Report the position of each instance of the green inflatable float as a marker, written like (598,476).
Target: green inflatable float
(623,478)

####

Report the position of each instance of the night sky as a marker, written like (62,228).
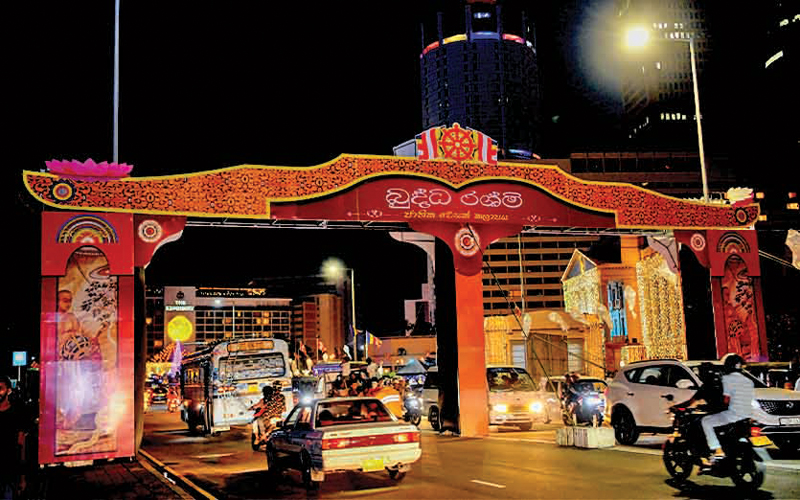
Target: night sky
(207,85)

####

Assigned task: Read the material above and copy out each line holding "instance".

Task output:
Report the position of each instance of the green inflatable float as a marker, written like (598,476).
Report the position of each instance of the night sky as a marker, written like (62,228).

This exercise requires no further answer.